ASSIGNMENT →
Among the records, which lines include "black"? List them.

Saved entries →
···
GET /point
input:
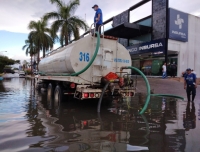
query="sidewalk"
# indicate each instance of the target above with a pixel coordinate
(166, 86)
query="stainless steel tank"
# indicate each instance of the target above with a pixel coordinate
(74, 57)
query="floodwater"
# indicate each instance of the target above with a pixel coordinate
(30, 122)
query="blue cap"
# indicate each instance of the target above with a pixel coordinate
(95, 6)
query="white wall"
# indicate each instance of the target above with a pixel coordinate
(189, 52)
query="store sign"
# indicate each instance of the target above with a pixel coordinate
(153, 46)
(178, 25)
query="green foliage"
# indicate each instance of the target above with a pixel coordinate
(40, 36)
(4, 60)
(65, 20)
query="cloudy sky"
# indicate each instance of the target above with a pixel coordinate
(16, 14)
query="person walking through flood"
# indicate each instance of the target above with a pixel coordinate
(164, 70)
(190, 84)
(98, 18)
(173, 70)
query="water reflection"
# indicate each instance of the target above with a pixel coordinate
(189, 118)
(31, 122)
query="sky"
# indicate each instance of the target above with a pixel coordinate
(15, 16)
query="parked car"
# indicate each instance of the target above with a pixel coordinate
(22, 73)
(8, 70)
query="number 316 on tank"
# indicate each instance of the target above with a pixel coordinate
(84, 57)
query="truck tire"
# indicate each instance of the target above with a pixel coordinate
(50, 90)
(58, 96)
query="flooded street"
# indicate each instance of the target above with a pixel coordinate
(30, 122)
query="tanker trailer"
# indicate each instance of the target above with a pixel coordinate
(82, 69)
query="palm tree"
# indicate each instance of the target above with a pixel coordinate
(65, 20)
(30, 48)
(40, 35)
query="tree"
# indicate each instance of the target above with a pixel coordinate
(40, 36)
(65, 21)
(30, 49)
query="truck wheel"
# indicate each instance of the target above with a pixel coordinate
(50, 90)
(58, 95)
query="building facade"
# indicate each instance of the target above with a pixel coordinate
(167, 35)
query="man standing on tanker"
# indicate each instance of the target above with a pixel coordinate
(190, 84)
(98, 18)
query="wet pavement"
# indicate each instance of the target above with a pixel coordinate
(31, 122)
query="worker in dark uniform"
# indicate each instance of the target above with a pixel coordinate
(98, 18)
(190, 84)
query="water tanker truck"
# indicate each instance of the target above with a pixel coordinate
(87, 69)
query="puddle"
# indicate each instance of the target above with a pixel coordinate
(30, 122)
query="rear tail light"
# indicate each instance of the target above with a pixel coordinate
(131, 94)
(84, 123)
(124, 94)
(86, 95)
(92, 95)
(97, 95)
(72, 85)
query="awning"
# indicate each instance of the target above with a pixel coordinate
(128, 30)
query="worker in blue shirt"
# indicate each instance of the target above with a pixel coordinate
(190, 84)
(98, 18)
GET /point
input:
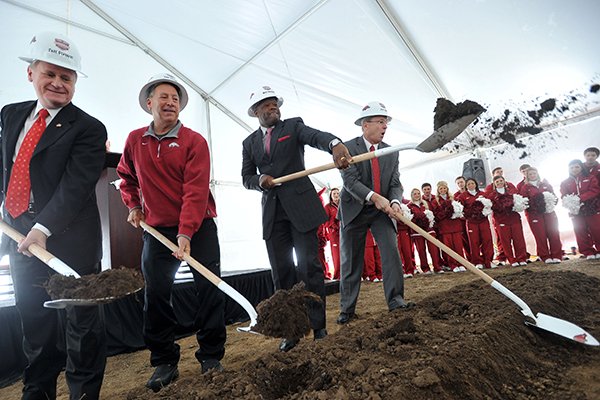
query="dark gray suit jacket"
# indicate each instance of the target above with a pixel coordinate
(358, 182)
(64, 169)
(298, 197)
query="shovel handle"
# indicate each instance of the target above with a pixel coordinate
(42, 254)
(321, 168)
(444, 248)
(205, 272)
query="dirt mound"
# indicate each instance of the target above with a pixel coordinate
(285, 314)
(468, 342)
(116, 282)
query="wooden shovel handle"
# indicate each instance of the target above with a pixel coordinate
(355, 159)
(44, 255)
(444, 248)
(205, 272)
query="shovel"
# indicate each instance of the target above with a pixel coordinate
(205, 272)
(58, 266)
(542, 321)
(435, 141)
(45, 256)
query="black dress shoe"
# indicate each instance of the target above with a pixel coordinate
(404, 306)
(162, 376)
(344, 318)
(288, 344)
(320, 333)
(211, 365)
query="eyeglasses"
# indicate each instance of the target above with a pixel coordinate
(381, 122)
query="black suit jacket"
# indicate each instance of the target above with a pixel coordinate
(298, 197)
(358, 181)
(64, 169)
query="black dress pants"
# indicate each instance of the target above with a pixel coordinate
(159, 268)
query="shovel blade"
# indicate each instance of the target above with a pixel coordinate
(446, 133)
(563, 328)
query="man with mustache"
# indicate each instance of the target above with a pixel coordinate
(165, 169)
(371, 195)
(291, 212)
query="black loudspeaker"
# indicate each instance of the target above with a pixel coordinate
(474, 168)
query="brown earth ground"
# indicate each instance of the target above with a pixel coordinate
(464, 340)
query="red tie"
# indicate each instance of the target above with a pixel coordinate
(268, 141)
(375, 173)
(19, 186)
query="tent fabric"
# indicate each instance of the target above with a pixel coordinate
(327, 58)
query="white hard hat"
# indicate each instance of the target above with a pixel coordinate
(264, 92)
(372, 109)
(157, 79)
(56, 49)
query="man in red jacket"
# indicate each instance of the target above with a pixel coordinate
(165, 169)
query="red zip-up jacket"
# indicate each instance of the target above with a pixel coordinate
(586, 187)
(169, 178)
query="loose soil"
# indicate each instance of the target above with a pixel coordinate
(446, 111)
(285, 314)
(464, 340)
(112, 283)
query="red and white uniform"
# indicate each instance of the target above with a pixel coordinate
(478, 229)
(372, 266)
(332, 229)
(422, 221)
(587, 223)
(450, 229)
(544, 226)
(405, 247)
(509, 226)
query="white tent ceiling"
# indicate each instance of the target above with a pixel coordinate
(327, 58)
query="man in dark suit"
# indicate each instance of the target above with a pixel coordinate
(364, 205)
(59, 213)
(291, 212)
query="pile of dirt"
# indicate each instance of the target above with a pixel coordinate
(446, 111)
(468, 342)
(114, 283)
(285, 314)
(519, 122)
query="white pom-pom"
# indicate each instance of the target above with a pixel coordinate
(430, 217)
(458, 209)
(551, 200)
(406, 211)
(572, 203)
(487, 205)
(520, 203)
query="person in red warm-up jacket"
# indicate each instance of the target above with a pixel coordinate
(541, 217)
(586, 222)
(478, 226)
(406, 247)
(508, 222)
(418, 207)
(372, 266)
(450, 227)
(332, 229)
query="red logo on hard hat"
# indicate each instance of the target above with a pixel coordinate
(581, 338)
(61, 44)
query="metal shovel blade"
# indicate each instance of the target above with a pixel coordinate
(63, 303)
(446, 133)
(563, 328)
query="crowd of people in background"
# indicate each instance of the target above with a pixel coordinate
(484, 224)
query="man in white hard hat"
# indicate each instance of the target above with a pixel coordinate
(165, 169)
(371, 194)
(291, 212)
(52, 156)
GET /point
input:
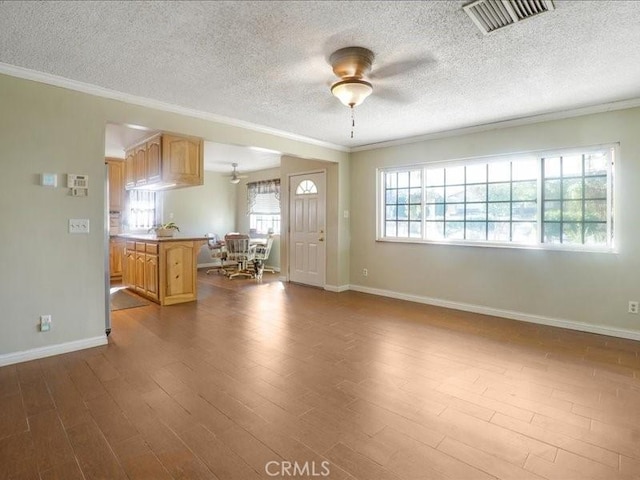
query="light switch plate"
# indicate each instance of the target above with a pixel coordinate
(78, 225)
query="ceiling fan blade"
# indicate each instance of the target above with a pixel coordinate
(401, 67)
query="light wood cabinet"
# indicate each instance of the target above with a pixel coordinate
(162, 271)
(116, 258)
(165, 160)
(116, 184)
(130, 170)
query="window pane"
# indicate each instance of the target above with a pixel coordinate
(476, 211)
(525, 232)
(552, 212)
(435, 230)
(455, 175)
(454, 211)
(499, 211)
(435, 194)
(392, 179)
(572, 188)
(415, 229)
(595, 210)
(525, 170)
(552, 232)
(572, 232)
(403, 179)
(552, 189)
(391, 196)
(390, 229)
(552, 167)
(476, 231)
(500, 172)
(415, 212)
(392, 212)
(477, 173)
(454, 230)
(477, 193)
(435, 212)
(595, 187)
(435, 176)
(572, 166)
(524, 210)
(455, 194)
(595, 233)
(525, 190)
(572, 211)
(415, 195)
(499, 231)
(499, 191)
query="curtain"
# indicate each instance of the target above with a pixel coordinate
(263, 189)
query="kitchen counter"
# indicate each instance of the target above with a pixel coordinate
(152, 237)
(162, 269)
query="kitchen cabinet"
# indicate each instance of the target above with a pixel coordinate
(162, 270)
(165, 161)
(116, 258)
(116, 184)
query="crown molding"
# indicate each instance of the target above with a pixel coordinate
(55, 80)
(514, 122)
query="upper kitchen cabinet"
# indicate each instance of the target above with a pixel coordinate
(116, 184)
(165, 161)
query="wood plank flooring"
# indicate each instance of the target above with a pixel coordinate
(269, 380)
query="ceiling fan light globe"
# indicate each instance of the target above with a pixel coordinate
(351, 92)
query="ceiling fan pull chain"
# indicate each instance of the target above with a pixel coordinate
(353, 121)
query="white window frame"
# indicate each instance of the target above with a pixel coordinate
(612, 204)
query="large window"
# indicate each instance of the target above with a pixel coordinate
(142, 210)
(263, 202)
(558, 199)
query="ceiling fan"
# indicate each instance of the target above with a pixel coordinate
(235, 176)
(352, 65)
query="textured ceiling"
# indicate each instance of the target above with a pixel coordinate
(266, 62)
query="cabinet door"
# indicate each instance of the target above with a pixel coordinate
(140, 267)
(130, 170)
(182, 160)
(141, 165)
(154, 165)
(151, 276)
(129, 270)
(116, 258)
(116, 185)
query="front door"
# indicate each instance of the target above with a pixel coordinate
(307, 238)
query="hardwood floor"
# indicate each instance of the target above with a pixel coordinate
(255, 375)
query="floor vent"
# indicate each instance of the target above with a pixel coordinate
(491, 15)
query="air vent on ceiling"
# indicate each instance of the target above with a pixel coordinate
(490, 15)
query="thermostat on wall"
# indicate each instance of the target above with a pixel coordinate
(77, 181)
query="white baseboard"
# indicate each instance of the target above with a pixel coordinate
(48, 351)
(336, 288)
(497, 312)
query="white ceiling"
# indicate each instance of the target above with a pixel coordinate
(266, 62)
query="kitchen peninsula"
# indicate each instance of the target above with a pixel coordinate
(162, 269)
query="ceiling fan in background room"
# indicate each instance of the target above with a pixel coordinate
(235, 176)
(352, 66)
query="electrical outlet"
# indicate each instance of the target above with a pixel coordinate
(45, 323)
(78, 225)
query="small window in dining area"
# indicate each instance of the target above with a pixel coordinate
(263, 206)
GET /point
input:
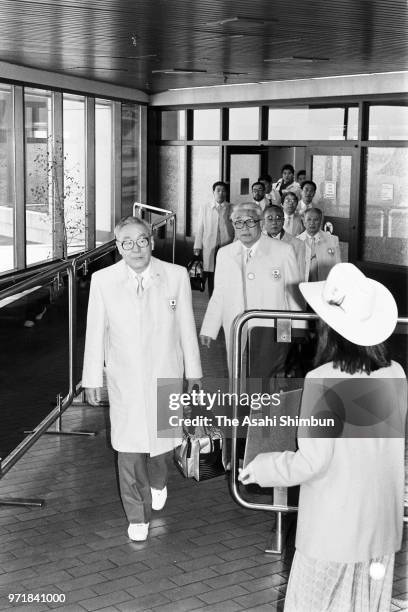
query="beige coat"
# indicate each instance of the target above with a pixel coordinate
(327, 253)
(269, 281)
(206, 237)
(352, 489)
(142, 341)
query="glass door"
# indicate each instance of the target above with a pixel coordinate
(334, 172)
(244, 165)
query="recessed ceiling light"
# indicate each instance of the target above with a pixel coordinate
(242, 19)
(178, 71)
(297, 60)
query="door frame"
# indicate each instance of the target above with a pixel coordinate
(244, 150)
(345, 228)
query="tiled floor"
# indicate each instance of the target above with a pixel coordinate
(203, 551)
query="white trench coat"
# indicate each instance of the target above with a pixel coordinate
(141, 340)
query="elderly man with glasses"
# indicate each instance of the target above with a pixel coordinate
(253, 272)
(141, 327)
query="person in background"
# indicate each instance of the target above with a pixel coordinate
(273, 220)
(308, 193)
(214, 230)
(293, 221)
(287, 184)
(253, 272)
(141, 326)
(270, 194)
(301, 176)
(350, 513)
(322, 248)
(259, 196)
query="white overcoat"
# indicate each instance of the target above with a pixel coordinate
(140, 340)
(269, 281)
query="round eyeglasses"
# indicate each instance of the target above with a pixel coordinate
(270, 218)
(128, 245)
(248, 222)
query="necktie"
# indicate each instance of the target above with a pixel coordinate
(314, 267)
(139, 285)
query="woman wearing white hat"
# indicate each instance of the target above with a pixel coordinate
(351, 475)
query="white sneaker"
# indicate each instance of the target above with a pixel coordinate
(159, 497)
(138, 531)
(41, 314)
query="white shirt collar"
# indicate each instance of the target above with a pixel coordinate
(145, 274)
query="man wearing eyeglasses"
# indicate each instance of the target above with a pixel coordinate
(273, 222)
(141, 327)
(252, 272)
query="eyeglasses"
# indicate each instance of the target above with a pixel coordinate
(270, 218)
(248, 222)
(128, 245)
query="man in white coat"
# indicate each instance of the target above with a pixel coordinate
(141, 327)
(253, 272)
(214, 230)
(322, 248)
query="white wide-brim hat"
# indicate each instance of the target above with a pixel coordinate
(359, 308)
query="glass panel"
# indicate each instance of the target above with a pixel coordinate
(207, 124)
(74, 172)
(332, 175)
(41, 165)
(205, 163)
(311, 123)
(388, 123)
(7, 195)
(244, 123)
(172, 172)
(352, 123)
(244, 172)
(173, 125)
(130, 156)
(103, 171)
(385, 219)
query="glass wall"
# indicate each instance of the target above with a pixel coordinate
(130, 156)
(244, 123)
(312, 123)
(205, 170)
(385, 218)
(74, 173)
(171, 181)
(103, 171)
(43, 156)
(7, 208)
(388, 122)
(207, 124)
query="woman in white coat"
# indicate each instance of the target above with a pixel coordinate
(352, 476)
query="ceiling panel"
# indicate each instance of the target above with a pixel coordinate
(130, 42)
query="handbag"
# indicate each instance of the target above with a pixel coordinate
(196, 274)
(200, 454)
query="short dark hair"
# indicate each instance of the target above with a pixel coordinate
(274, 207)
(347, 356)
(312, 183)
(265, 177)
(314, 209)
(220, 184)
(288, 167)
(291, 193)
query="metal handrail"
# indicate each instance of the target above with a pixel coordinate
(71, 268)
(236, 373)
(169, 216)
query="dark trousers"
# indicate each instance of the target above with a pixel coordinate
(137, 473)
(210, 282)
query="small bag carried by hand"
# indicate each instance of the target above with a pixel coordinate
(200, 454)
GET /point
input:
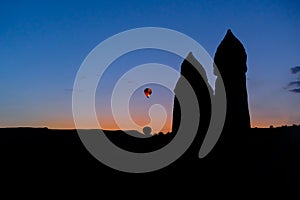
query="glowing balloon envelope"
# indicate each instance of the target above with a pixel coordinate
(148, 92)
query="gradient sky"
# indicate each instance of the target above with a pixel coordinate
(43, 43)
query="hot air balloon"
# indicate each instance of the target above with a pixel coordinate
(148, 92)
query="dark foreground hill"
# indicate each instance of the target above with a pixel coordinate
(268, 161)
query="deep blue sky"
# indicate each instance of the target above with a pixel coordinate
(43, 43)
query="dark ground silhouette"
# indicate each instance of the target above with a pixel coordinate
(269, 163)
(244, 160)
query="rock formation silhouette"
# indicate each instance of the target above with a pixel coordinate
(199, 84)
(230, 58)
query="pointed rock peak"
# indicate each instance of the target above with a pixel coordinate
(190, 55)
(230, 37)
(229, 32)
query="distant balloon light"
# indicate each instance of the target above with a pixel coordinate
(148, 92)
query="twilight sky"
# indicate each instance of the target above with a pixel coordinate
(43, 43)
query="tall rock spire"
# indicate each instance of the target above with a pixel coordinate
(231, 58)
(190, 69)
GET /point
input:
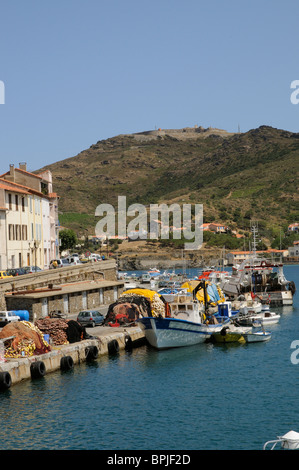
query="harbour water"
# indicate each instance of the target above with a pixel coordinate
(204, 397)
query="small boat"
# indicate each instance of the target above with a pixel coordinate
(257, 337)
(249, 318)
(290, 441)
(230, 334)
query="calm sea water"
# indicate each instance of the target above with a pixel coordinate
(206, 397)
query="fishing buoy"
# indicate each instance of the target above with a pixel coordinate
(128, 343)
(37, 369)
(5, 380)
(113, 347)
(91, 353)
(66, 363)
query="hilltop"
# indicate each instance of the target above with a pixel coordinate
(236, 176)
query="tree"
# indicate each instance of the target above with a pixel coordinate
(68, 239)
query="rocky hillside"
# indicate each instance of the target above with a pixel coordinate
(235, 176)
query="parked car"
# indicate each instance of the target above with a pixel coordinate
(60, 263)
(7, 317)
(90, 318)
(32, 269)
(4, 275)
(95, 257)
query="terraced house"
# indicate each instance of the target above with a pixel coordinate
(28, 218)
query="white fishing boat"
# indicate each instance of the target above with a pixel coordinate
(289, 441)
(256, 337)
(230, 334)
(189, 324)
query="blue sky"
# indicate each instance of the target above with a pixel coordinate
(78, 72)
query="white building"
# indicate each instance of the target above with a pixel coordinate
(28, 219)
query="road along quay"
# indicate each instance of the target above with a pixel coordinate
(104, 340)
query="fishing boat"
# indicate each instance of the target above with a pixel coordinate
(190, 322)
(290, 441)
(258, 336)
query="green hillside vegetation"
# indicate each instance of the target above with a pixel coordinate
(237, 177)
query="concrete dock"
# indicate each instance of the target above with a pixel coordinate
(105, 340)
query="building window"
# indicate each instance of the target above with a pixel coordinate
(24, 232)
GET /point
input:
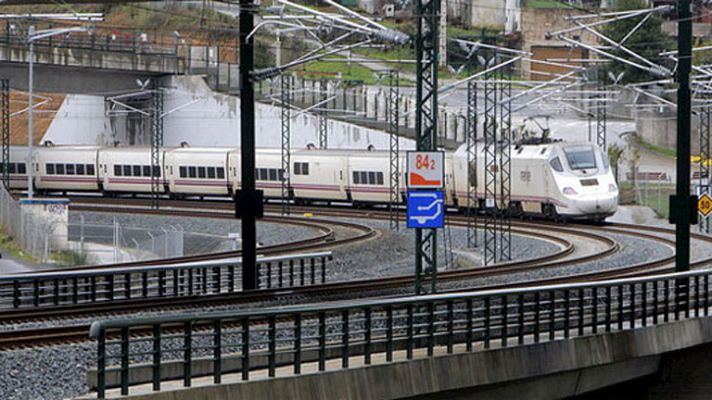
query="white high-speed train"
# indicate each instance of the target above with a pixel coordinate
(555, 179)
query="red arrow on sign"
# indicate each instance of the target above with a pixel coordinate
(418, 180)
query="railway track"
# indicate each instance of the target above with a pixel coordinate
(364, 288)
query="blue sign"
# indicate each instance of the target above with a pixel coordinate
(426, 209)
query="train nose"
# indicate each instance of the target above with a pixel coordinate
(598, 205)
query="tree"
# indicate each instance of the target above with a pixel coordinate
(615, 153)
(648, 41)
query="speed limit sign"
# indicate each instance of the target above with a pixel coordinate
(425, 170)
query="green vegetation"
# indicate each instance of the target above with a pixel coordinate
(655, 196)
(648, 41)
(11, 247)
(69, 258)
(666, 151)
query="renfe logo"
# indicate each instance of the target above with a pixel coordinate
(426, 170)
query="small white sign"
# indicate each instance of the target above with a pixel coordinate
(425, 170)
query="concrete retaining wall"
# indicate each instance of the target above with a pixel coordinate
(541, 371)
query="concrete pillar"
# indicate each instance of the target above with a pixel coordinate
(461, 128)
(452, 123)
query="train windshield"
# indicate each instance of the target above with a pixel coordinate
(580, 157)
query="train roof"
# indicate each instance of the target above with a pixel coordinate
(202, 150)
(69, 148)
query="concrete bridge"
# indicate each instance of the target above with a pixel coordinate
(86, 64)
(539, 343)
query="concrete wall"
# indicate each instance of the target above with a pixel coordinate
(551, 370)
(109, 60)
(536, 23)
(204, 118)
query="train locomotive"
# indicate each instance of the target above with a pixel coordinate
(551, 178)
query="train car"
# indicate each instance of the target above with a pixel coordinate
(319, 175)
(555, 179)
(234, 170)
(197, 171)
(584, 182)
(66, 168)
(268, 172)
(368, 180)
(18, 167)
(128, 170)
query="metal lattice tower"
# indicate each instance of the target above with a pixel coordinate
(285, 88)
(426, 115)
(705, 167)
(156, 144)
(394, 164)
(601, 115)
(505, 171)
(323, 121)
(5, 115)
(472, 180)
(491, 167)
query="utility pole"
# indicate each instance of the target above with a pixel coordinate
(426, 125)
(442, 57)
(683, 206)
(30, 111)
(249, 201)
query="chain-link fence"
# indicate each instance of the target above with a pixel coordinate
(96, 243)
(100, 243)
(653, 189)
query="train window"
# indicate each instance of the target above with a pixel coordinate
(580, 157)
(556, 164)
(301, 168)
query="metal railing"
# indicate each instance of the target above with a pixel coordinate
(37, 290)
(317, 337)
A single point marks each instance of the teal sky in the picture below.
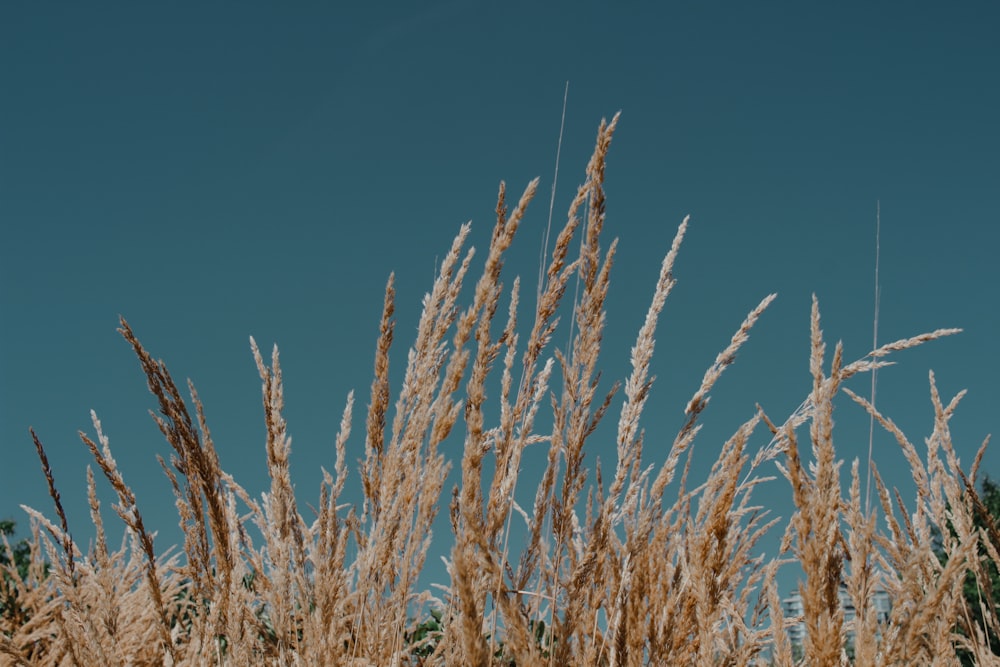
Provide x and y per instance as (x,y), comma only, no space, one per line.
(213,171)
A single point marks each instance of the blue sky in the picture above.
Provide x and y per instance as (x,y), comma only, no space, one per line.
(213,171)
···
REPLY TO THE TASK →
query="black dress shoe"
query="black suit jacket"
query="black dress pants"
query="black loudspeaker"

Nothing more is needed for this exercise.